== Records to process ==

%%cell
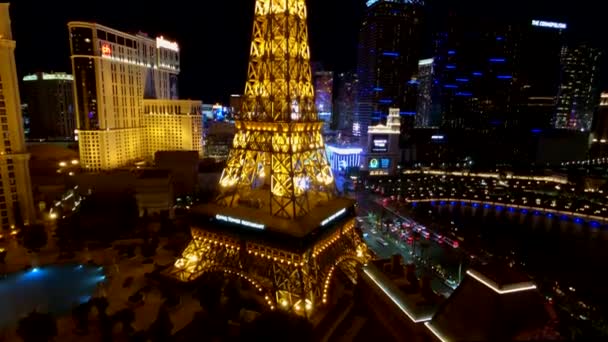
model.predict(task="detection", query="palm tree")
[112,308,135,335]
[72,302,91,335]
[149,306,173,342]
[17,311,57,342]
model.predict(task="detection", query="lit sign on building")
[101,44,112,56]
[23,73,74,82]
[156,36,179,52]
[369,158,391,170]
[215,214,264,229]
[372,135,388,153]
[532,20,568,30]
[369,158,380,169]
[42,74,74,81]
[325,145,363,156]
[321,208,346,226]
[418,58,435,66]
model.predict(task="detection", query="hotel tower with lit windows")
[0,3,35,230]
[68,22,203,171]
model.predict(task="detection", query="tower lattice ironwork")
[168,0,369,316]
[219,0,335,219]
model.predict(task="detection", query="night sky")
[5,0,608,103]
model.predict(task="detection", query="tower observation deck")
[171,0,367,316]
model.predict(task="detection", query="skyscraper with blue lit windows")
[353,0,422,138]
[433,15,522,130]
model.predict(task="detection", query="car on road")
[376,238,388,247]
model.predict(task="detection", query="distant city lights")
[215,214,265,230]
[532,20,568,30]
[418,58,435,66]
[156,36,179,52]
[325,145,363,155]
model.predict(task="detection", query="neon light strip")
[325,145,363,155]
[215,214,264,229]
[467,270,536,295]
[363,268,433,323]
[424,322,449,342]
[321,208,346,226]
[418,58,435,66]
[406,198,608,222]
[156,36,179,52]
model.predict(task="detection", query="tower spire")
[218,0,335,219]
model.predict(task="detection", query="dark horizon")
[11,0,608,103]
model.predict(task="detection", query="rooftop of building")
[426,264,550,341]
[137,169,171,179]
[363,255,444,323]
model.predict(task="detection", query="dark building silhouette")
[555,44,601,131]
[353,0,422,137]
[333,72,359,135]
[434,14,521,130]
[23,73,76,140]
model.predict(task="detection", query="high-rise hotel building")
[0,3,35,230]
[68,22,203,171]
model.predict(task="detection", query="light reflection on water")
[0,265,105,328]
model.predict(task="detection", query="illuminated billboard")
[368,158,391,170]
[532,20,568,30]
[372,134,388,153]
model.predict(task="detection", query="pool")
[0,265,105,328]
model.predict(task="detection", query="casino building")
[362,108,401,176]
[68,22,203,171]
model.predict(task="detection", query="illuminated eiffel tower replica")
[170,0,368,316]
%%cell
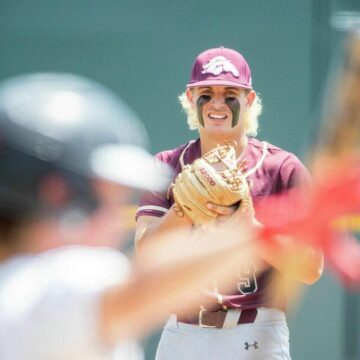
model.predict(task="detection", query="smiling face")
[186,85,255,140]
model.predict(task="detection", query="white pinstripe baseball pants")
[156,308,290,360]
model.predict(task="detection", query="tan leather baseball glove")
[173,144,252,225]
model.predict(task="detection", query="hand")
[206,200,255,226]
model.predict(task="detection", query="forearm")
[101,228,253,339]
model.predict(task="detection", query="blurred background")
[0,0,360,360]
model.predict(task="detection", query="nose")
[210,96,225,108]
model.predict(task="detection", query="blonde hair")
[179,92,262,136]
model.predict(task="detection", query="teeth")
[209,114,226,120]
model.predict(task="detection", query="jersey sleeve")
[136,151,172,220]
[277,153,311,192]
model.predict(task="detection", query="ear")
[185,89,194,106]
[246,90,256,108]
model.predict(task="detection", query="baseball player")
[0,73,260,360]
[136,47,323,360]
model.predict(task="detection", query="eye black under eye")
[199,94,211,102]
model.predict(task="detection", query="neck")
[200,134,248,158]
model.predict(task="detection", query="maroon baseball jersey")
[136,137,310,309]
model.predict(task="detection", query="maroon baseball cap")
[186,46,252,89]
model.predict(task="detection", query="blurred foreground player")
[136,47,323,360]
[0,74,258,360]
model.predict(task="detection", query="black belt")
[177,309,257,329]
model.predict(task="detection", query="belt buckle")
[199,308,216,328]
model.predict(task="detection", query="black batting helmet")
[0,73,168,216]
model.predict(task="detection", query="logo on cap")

===

Transcribe the whole listing exactly. Pictures are excluded.

%%cell
model.predict(task="detection", query="palm tree")
[112,308,135,335]
[72,302,91,335]
[149,306,173,342]
[17,311,57,342]
model.predict(task="detection", query="lit sign on building")
[101,44,112,56]
[23,73,74,82]
[156,36,179,52]
[369,158,391,170]
[215,214,264,229]
[372,135,388,153]
[532,20,568,30]
[369,158,380,169]
[42,74,74,81]
[325,145,363,156]
[321,208,346,226]
[418,58,435,66]
model.predict(task="detection", query="hotel tower with lit windows")
[0,3,35,230]
[68,22,203,171]
model.predict(task="detection", query="tower lattice ironwork")
[168,0,369,316]
[219,0,335,219]
model.predict(task="detection", query="night sky")
[5,0,608,103]
model.predict(task="detection", query="tower observation deck")
[171,0,367,316]
model.predict(task="detection", query="skyscraper with blue lit windows")
[353,0,422,138]
[433,15,522,130]
model.predict(task="detection", query="car on road")
[376,238,388,247]
model.predict(task="detection", query="distant city lights")
[215,214,265,230]
[532,20,568,30]
[418,58,435,66]
[156,36,179,52]
[325,145,363,155]
model.predict(task="detection", query="neon light strip")
[325,145,363,155]
[215,214,264,229]
[467,270,536,295]
[363,268,433,323]
[424,322,449,342]
[321,208,346,226]
[418,58,435,66]
[406,198,608,222]
[156,36,179,52]
model.predict(task="detection", query="tower spire")
[218,0,335,219]
model.predict(task="detection", query="dark horizon")
[11,0,608,103]
model.predict(task="detection", query="rooftop of building")
[426,264,550,341]
[137,169,171,179]
[363,255,444,323]
model.predict(task="detection", query="dark building silhouette")
[555,44,601,131]
[353,0,422,137]
[333,72,359,135]
[434,14,521,130]
[23,73,76,140]
model.predict(task="detection", query="high-rise hotel building")
[0,3,35,230]
[68,22,203,171]
model.predict(task="detection", query="light reflection on water")
[0,265,105,328]
model.predict(task="detection", query="illuminated billboard")
[368,158,391,170]
[532,20,568,30]
[372,134,388,153]
model.predict(task="detection", query="pool")
[0,265,105,328]
model.predict(task="detection", query="casino building")
[362,108,401,176]
[68,22,203,171]
model.predict(task="detection", query="illuminated eiffel tower replica")
[170,0,368,316]
%%cell
model.predict(task="detection", query="smiling face")
[186,85,255,140]
model.predict(task="detection", query="white pinstripe baseball pants")
[156,308,290,360]
model.predict(task="detection", query="tan leather baseball glove")
[173,144,252,225]
model.predict(task="detection", query="hand")
[206,200,255,226]
model.predict(task="detection", query="forearm")
[101,228,253,339]
model.predict(task="detection", query="blurred background")
[0,0,360,360]
model.predict(task="detection", query="nose")
[210,96,225,108]
model.predict(task="detection", query="blonde hair")
[179,92,262,136]
model.predict(task="detection", query="teeth")
[209,114,226,120]
model.predict(task="detection", query="jersey sleeve")
[136,151,172,220]
[277,153,311,192]
model.predict(task="detection", query="ear")
[185,89,194,106]
[246,90,256,108]
model.predict(task="detection", query="baseball player")
[0,73,260,360]
[136,47,323,360]
model.predict(task="detection", query="eye black under eye")
[199,94,211,102]
model.predict(task="detection", query="neck")
[200,134,248,158]
model.predict(task="detection", query="maroon baseball jersey")
[136,137,310,309]
model.predict(task="detection", query="maroon baseball cap")
[186,46,252,89]
model.predict(task="detection", query="blurred foreground player")
[136,47,323,360]
[0,74,258,360]
model.predict(task="detection", query="black belt")
[177,309,257,329]
model.predict(task="detection", query="belt buckle")
[199,308,216,328]
model.predict(task="detection", query="black batting helmet")
[0,73,168,216]
model.predict(task="detection", query="logo on cap")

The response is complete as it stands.